Exercise objective: From the entries below, pull out every line that contains the word "wooden" and copy each one in full.

Material for the task:
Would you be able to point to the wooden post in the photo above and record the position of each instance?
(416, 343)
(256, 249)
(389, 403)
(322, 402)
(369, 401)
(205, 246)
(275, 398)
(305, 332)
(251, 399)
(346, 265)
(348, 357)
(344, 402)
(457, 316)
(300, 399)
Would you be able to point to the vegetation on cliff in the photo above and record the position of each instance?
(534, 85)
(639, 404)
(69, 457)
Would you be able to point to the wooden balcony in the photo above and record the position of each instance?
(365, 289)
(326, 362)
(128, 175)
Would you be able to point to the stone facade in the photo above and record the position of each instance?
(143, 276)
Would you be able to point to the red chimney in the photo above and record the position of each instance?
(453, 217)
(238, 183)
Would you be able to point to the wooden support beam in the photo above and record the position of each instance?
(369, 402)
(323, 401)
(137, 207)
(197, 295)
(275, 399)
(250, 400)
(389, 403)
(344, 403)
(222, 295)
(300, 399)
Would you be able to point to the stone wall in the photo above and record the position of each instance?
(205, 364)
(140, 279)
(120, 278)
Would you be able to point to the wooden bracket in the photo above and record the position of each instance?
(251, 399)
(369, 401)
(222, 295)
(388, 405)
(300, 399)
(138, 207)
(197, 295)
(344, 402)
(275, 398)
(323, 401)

...

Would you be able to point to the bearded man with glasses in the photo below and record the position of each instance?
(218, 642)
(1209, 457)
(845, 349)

---

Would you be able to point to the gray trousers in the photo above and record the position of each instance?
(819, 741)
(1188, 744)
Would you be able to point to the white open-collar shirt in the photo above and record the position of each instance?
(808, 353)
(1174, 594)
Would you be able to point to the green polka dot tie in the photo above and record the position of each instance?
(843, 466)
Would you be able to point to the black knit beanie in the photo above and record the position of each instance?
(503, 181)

Completed exercise:
Would you be able to point to the wooden post in the photo above and record the position of each instance?
Would you be able to point to the wooden balcony in the photo above and record the position of each instance?
Would you be able to point to the wooden support beam in the photo above and record the position of each instance?
Would you be able to point to the wooden bracket in the photo above and record the position of each instance?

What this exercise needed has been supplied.